** Start SUPPLIED MATERIAL **

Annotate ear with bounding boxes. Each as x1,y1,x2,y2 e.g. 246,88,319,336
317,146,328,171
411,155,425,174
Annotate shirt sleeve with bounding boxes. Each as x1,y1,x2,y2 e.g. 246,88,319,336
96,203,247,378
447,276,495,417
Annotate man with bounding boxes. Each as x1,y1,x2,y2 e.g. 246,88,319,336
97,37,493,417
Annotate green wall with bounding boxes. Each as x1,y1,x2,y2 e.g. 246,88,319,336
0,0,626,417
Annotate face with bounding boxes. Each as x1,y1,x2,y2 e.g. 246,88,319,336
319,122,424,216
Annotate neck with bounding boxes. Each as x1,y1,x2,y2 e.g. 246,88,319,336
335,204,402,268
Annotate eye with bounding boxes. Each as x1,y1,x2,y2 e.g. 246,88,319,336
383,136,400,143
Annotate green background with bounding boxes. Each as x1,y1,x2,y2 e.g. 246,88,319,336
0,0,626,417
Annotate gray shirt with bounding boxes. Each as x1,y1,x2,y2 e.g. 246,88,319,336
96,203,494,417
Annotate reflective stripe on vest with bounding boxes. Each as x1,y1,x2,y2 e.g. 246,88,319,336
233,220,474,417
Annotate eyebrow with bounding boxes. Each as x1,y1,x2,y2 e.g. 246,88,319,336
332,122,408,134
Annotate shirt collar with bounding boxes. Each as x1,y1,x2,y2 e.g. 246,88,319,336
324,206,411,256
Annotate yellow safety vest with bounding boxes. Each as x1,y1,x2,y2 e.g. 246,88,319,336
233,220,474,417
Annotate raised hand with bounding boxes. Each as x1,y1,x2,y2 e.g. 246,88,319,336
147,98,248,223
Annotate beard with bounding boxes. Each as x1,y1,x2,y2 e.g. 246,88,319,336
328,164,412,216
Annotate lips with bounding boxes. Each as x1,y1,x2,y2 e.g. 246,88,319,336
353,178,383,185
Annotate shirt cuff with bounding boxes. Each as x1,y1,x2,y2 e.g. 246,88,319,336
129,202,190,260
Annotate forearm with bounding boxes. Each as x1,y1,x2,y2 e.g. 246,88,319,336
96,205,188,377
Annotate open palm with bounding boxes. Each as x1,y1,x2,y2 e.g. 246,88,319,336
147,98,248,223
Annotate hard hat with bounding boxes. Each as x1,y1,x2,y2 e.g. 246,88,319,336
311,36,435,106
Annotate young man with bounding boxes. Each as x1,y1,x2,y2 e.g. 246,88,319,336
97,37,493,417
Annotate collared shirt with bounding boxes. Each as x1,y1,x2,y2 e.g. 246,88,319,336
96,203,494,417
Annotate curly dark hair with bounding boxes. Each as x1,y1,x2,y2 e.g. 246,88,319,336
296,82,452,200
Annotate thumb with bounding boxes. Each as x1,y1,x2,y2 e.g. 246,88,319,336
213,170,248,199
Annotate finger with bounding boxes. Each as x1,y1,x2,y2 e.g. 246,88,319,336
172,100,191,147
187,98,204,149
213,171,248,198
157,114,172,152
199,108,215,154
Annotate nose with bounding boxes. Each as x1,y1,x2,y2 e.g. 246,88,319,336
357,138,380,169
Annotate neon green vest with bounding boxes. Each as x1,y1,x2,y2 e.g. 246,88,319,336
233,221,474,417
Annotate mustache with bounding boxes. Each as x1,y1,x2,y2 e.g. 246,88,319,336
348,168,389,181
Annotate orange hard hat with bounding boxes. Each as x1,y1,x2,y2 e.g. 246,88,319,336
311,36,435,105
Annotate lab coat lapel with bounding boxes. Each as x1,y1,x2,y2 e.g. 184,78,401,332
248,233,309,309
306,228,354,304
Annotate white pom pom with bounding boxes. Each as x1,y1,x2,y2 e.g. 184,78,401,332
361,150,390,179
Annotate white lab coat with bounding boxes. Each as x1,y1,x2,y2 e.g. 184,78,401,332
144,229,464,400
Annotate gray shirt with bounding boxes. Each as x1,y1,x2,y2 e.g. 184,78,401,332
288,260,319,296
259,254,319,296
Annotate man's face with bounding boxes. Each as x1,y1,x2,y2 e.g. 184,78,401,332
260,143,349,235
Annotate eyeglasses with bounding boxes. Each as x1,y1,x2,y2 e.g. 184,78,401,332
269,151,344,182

** End SUPPLIED MATERIAL **
** Start SUPPLIED MATERIAL **

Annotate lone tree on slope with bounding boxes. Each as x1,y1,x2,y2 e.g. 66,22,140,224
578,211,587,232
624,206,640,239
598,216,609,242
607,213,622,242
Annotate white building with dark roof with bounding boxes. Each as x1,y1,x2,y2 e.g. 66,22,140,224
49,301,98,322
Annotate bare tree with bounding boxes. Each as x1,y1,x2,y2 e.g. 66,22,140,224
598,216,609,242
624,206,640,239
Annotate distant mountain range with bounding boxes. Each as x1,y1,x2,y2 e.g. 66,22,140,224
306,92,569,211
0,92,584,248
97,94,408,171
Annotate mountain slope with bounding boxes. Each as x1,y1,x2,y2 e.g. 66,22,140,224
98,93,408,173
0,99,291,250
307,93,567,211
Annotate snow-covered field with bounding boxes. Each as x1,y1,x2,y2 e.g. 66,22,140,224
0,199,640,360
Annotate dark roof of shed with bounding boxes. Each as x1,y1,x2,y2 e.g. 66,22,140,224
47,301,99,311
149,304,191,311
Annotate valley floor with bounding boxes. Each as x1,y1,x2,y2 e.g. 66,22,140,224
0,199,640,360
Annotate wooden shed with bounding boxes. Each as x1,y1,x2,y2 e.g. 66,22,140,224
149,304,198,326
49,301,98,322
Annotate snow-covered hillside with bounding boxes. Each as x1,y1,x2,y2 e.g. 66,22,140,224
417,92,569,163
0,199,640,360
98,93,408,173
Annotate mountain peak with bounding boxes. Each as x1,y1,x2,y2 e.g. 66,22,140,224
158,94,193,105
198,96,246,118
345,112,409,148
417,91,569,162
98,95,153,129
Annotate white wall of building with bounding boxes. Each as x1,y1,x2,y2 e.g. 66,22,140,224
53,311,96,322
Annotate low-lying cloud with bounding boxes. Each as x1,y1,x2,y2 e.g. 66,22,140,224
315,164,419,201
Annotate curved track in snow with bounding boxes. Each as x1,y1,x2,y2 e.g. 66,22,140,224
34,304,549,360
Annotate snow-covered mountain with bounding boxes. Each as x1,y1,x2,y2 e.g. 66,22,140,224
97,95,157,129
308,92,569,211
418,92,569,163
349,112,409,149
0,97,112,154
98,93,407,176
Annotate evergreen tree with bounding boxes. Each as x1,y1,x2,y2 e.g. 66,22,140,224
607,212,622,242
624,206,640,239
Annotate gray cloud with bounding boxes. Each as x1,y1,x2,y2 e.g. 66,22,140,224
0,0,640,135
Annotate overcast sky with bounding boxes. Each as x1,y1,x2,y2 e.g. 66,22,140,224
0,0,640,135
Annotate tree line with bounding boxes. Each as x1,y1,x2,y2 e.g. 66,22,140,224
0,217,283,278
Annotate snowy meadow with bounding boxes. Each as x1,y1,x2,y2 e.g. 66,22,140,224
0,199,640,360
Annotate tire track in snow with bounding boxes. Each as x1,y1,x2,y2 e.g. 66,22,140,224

** End SUPPLIED MATERIAL **
** Start SUPPLIED MATERIAL **

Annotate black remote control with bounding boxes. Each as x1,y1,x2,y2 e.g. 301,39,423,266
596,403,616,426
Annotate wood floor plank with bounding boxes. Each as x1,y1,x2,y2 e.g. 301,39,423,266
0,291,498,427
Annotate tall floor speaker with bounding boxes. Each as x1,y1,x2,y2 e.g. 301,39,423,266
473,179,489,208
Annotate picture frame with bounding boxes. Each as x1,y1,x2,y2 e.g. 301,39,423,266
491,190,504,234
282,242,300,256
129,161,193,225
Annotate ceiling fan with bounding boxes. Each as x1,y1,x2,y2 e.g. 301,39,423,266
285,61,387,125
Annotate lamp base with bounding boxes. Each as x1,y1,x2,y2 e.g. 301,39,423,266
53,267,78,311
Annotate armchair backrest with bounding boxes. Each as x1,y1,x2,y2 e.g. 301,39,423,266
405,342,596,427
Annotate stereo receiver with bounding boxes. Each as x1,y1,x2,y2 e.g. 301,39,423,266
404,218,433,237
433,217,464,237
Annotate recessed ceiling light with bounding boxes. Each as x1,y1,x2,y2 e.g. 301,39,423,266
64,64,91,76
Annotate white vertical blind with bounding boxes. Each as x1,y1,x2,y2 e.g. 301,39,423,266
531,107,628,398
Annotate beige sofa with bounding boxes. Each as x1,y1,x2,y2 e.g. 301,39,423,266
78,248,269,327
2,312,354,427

** End SUPPLIED MATERIAL **

§ CHALLENGE: Give the part of the entries that opens with the line containing "Annotate lamp base" and closes with the line containing "405,342,596,427" as a Markdown table with the columns Row and Line, leaving out blank lines.

§ FULL RESPONSE:
| Row | Line |
|---|---|
| 1 | Annotate lamp base with bounding boxes. Each as x1,y1,x2,y2 e.g. 301,39,423,266 |
| 2 | 53,267,78,311 |
| 3 | Annotate armchair backrest with bounding boxes. Each as x1,y1,x2,y2 e.g. 301,39,423,266 |
| 4 | 405,342,596,427 |